» Page:
┄┄┄┄┄┄┄┄┄┄

England team was bundled out for 67 in the first innings of third Test match and Australians, who were 1-0 up in the five-match Ashes series, asked the World champions to chase 359 on a sluggish track and the way three lions had featured in the Test match – it looked a lost dream until Ben Stokes scripted a stunning turnaround.
On the intensely dramatic final day of the Test match, England lost wickets at a regular interval against ‘overly’ confident Australia team who would have retained the Ashes with a win in Leeds.
When England’s last batsman, Jack Leach, joined Stokes at the crease they still required an unlikely 73 for victory. However, Stokes farmed the strike expertly with his 10th-wicket partner and struck the ball as sweetly as one could dream of, once finding the crowd with an outrageous reverse sweep, and on another occasion stepping outside off stump to scoop Pat Cummins to fine leg for six.

┄┄┄┄┄┄┄┄┄┄

» Supplied material:
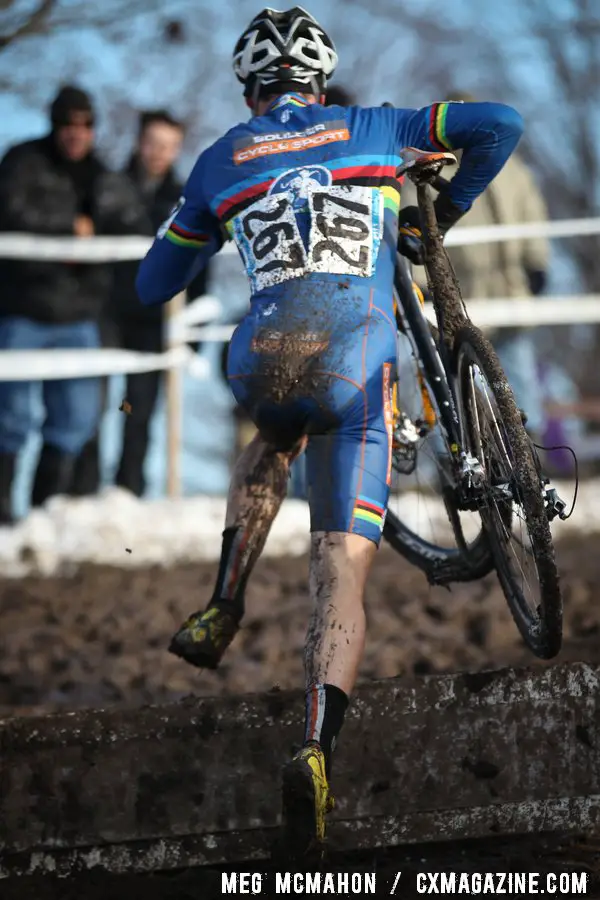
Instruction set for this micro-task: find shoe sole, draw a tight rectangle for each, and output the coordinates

┄┄┄┄┄┄┄┄┄┄

Can you edit the stretch of the Ashes report from "England team was" through "a stunning turnaround.", putting "slow pitch" in place of "sluggish track"? The material is separate from the Ashes report.

England team was bundled out for 67 in the first innings of third Test match and Australians, who were 1-0 up in the five-match Ashes series, asked the World champions to chase 359 on a slow pitch and the way three lions had featured in the Test match – it looked a lost dream until Ben Stokes scripted a stunning turnaround.